• WHAT YOU WILL DO:
Reproduce the stretch of data below from the line containing "Where can the slate" through the end of the data, with the requests included. Multiply every coordinate in the answers by 0.5 and round each result to a whole number, rounding halves up.

Named-object pointing data

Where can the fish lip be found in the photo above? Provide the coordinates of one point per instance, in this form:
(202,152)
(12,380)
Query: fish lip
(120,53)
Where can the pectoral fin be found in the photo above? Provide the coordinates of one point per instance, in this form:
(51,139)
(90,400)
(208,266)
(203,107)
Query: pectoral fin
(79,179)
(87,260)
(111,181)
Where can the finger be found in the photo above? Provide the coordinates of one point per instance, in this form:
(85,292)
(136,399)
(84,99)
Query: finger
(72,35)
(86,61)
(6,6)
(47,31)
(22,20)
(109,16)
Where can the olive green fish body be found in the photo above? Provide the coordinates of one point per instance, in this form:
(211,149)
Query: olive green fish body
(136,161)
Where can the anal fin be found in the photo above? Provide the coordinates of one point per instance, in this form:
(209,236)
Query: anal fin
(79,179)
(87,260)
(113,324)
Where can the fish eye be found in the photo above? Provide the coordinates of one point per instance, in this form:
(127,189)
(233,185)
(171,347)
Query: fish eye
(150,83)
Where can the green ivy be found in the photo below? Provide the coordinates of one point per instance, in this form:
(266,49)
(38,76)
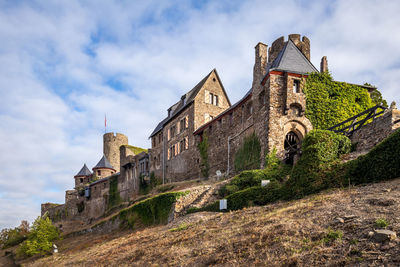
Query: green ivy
(381,163)
(330,102)
(248,155)
(203,149)
(113,194)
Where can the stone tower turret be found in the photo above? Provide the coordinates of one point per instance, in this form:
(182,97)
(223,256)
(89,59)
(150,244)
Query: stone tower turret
(111,144)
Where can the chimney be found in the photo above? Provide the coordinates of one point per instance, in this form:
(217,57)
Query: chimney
(324,64)
(260,62)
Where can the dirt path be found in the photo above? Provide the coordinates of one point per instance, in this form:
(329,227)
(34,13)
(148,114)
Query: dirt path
(302,233)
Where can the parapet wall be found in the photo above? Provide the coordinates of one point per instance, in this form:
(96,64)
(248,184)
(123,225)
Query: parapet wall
(371,134)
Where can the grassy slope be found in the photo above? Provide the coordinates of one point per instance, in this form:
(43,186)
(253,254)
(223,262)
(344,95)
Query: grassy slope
(286,232)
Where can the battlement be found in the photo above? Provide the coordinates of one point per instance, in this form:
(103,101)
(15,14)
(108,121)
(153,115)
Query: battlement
(303,44)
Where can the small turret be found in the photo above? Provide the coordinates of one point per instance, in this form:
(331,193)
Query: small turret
(103,168)
(83,176)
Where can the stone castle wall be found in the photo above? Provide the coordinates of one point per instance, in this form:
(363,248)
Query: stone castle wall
(371,134)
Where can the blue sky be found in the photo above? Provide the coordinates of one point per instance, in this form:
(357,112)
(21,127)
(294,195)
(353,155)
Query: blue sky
(65,64)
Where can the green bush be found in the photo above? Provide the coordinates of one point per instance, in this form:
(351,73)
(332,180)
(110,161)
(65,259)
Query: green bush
(11,237)
(203,150)
(255,195)
(248,155)
(330,102)
(150,211)
(40,238)
(381,163)
(274,170)
(316,169)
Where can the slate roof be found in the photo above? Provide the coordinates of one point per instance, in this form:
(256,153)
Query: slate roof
(185,101)
(103,163)
(84,171)
(291,59)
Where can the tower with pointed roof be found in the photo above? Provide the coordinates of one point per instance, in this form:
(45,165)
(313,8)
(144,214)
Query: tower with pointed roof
(280,103)
(82,177)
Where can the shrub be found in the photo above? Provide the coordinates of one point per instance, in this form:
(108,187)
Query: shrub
(11,237)
(203,149)
(381,163)
(330,102)
(40,238)
(248,155)
(381,223)
(150,211)
(316,169)
(255,195)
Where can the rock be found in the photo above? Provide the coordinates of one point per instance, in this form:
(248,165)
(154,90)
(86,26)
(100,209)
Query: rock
(348,218)
(383,235)
(340,220)
(370,234)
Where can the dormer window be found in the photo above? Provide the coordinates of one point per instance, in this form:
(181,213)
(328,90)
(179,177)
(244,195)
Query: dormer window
(296,86)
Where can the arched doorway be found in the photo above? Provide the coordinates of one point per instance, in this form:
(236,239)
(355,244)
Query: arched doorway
(292,147)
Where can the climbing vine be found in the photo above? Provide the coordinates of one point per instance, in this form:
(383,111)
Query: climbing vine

• OUTPUT OF THE EXERCISE:
Where can the slate roof be found in the photo above? Provide the coordinates of one point per instance, in this form:
(256,153)
Query: slate roof
(93,51)
(52,82)
(42,86)
(146,30)
Where can the tower with pointed roof be found in the photo above? Provide the coordinates of one point per instance, in this form:
(45,165)
(313,8)
(144,214)
Query: tower with pointed roof
(140,52)
(41,89)
Where can the shrub be found in the photo above? Provide the coordinates of one point per instance, in this form:
(108,187)
Query: shrub
(6,119)
(102,75)
(191,82)
(165,51)
(20,119)
(124,78)
(191,112)
(75,106)
(158,85)
(128,98)
Where can the rock be found in the photo above? Provide the coordinates of one point per instance, in this form:
(248,165)
(154,90)
(86,26)
(100,209)
Query: rock
(174,109)
(192,118)
(170,110)
(185,117)
Where can the dormer window be found in the photo above? Provide the coordinates of one point per instance, in this form:
(181,213)
(328,90)
(179,177)
(244,195)
Query: dormer window
(148,43)
Where can the arched doorway be found in the photo above? Provide the coordinates of one point per instance, in this form:
(236,239)
(355,244)
Query: arched doorway
(146,74)
Where can the climbing vine be found in the photo above? Provide the coordinates of one point per instance, in this form:
(383,111)
Query: climbing vine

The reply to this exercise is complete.